> _Position annotation records_
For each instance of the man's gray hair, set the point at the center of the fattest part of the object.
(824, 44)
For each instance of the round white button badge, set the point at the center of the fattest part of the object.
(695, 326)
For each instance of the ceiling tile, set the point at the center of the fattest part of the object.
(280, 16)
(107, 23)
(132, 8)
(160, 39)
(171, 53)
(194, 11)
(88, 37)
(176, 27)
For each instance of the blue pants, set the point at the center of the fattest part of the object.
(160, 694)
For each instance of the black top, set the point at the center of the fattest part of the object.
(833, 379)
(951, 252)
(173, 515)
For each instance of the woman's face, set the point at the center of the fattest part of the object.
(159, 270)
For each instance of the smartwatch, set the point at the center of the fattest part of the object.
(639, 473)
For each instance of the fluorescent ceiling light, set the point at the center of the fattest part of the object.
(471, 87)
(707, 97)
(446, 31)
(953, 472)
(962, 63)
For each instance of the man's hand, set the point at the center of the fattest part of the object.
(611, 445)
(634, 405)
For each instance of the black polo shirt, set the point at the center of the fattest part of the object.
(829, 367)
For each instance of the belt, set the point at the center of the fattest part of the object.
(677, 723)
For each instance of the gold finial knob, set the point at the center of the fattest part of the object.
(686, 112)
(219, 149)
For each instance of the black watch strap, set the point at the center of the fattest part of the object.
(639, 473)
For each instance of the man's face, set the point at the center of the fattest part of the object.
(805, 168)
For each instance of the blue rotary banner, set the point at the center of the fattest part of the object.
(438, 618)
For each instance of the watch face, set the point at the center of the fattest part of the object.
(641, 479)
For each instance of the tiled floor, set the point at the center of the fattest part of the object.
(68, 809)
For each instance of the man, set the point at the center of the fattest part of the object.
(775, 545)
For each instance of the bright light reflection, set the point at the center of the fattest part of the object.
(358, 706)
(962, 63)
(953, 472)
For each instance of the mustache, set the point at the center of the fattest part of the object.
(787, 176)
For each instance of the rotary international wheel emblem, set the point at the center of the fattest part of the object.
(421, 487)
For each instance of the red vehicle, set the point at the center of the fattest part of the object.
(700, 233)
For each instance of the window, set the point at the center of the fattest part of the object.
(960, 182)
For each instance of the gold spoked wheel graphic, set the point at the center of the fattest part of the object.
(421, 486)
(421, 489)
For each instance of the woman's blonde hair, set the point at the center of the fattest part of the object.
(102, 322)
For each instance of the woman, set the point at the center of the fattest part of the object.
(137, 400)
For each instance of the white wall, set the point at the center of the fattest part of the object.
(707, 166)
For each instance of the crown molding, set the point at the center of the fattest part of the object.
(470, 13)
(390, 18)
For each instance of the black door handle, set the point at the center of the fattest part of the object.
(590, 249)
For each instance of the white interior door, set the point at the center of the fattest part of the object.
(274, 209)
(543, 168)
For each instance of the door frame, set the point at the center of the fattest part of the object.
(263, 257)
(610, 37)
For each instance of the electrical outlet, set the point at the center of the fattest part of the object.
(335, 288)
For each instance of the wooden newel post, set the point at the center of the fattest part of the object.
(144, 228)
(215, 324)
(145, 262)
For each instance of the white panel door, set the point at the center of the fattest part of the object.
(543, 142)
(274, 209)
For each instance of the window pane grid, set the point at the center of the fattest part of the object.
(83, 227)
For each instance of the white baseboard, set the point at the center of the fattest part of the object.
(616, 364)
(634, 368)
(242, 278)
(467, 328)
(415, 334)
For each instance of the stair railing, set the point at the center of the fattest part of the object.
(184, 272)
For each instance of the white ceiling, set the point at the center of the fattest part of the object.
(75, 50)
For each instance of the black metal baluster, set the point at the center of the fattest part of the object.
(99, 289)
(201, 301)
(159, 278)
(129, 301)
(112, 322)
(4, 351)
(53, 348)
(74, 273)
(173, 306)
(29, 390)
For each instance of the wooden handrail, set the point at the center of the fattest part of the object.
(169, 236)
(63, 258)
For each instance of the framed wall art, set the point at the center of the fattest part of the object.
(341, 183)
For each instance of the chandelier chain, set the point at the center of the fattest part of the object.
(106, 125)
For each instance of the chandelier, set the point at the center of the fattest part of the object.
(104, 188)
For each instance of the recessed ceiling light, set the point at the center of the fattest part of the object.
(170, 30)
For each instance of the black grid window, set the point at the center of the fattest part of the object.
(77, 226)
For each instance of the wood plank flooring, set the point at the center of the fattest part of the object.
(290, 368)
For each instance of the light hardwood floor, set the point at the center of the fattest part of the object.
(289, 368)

> _Task goal_
Set down the entries above again, word for word.

> _Final result_
For each instance of the man's gray hair, set the point at the center of the fattest part of the object.
(824, 44)
For each instance of the round white button badge, set the point at the center of the fattest part of the object.
(695, 326)
For each instance of the ceiling tile, set the point at the center of the fattest part of the object.
(280, 16)
(107, 23)
(132, 8)
(160, 39)
(171, 53)
(194, 11)
(88, 37)
(176, 27)
For each instance of the blue pants, set the point at the center of the fattest part of the object.
(160, 694)
For each instance of the black top, set the point at the center of the fattest part of the object.
(833, 379)
(951, 252)
(173, 515)
For each instance of the woman's face, set the point at the center of the fattest part of the object.
(159, 270)
For each instance of the smartwatch, set the point at the center of the fattest part of the object.
(639, 473)
For each instance of the fluorescent ceiling light, set the point at the center of the fattest part of the object.
(471, 87)
(707, 97)
(446, 31)
(953, 472)
(962, 63)
For each instance of the man's hand, set the point at the center of the fattest part of the object.
(611, 445)
(634, 405)
For each instance of the black polo shirt, set the point at the center of the fattest part of the object.
(829, 367)
For each instance of the belt, set the point at the center of the fattest part of the object.
(677, 723)
For each instance of the gold finial knob, set the point at the center of the fattest part of the object.
(686, 112)
(219, 149)
For each instance of the black watch strap, set the point at the center of the fattest part of the object.
(639, 473)
For each instance of the man's face, set the point at the center of the fattest part of the object.
(805, 168)
For each instance of the blue rotary banner, set the point at the center of the fattest part of the object.
(438, 618)
For each instance of the watch face, set the point at the center of the fattest part of the object.
(641, 479)
For each instance of the tiled floor, set the point at the center of the fattest part of the object.
(68, 809)
For each instance of the man, set the point at the center of the fattest part of the object.
(775, 545)
For each instance of the bright light reflection, set the point at the center of the fattest part of the object.
(358, 706)
(962, 63)
(953, 472)
For each instance of the mustache, set the point at the center of the fattest part of the object.
(787, 176)
For each instance of the rotary international wheel emblem, set the point at the center of the fattest part of the object.
(421, 487)
For each instance of the red vehicle, set the point at the center of the fattest part of the object.
(700, 233)
For each instance of the window, set the point at the center of the fattest part of the object.
(960, 182)
For each instance of the gold spoked wheel graphic, set the point at the center of the fattest part of the object.
(421, 486)
(421, 489)
For each instance of the woman's blonde hair, set the point at the center of the fattest part of the object.
(102, 322)
For each instance of the woman, set the point at the center of the fattest part of the object.
(137, 400)
For each instance of the white wall, set the point at the center of the fattest part of the object.
(707, 166)
For each instance of the crown molding, set the point at the center of the fattest part of the object.
(470, 13)
(390, 18)
For each instance of the black door handle, set the point at the center of the fattest part of the object.
(590, 249)
For each instance of the white interior door, set the point at the center of the fattest part of the object.
(274, 209)
(543, 168)
For each instance of the door frame, set the point at the center of the fattest part of the object.
(263, 257)
(610, 37)
For each instance of the electrical outlet, set the point at the center of the fattest part of the object.
(335, 288)
For each instance of the wooden newel post, set the point at the center of the fattest part of the object.
(144, 228)
(215, 324)
(145, 262)
For each instance of the white panel door, set the point at the center of the fattest part of the object.
(543, 142)
(274, 209)
For each instance of the window pane grid, set the point at the center of the fattest part of the object.
(83, 227)
For each instance of the white baseboard, set the point at the center of the fattest part of the object.
(616, 364)
(634, 368)
(242, 278)
(467, 328)
(415, 334)
For each instance of the stair railing, set the point at the center of the fattest part of the object.
(184, 272)
For each instance of the white ceiling, set the point at the center of the fattest part of the object.
(75, 50)
For each instance of the black metal baluster, set the point at the center of the fattest part of the object.
(99, 289)
(201, 301)
(159, 278)
(129, 301)
(112, 322)
(4, 351)
(53, 348)
(74, 273)
(173, 306)
(29, 390)
For each instance of the wooden handrail, set the point at the center of the fattest part of the object.
(169, 236)
(63, 258)
For each instance of the framed wall art, set the point at the center of the fattest part of the object.
(341, 183)
For each instance of the chandelier chain, set the point at the center of the fattest part of the object.
(106, 125)
For each instance of the chandelier, set the point at the center of the fattest part of the object.
(104, 188)
For each instance of the recessed ceiling light, set the point at the center of the fattest part of the object.
(170, 30)
For each instance of the black grid window, set the point at the center of the fattest part of the object.
(77, 226)
For each instance of the wood plank flooring, set the point at the center of the fattest part of the object.
(290, 368)
For each instance of the light hardwood floor, set the point at the center of the fattest part of the object.
(289, 368)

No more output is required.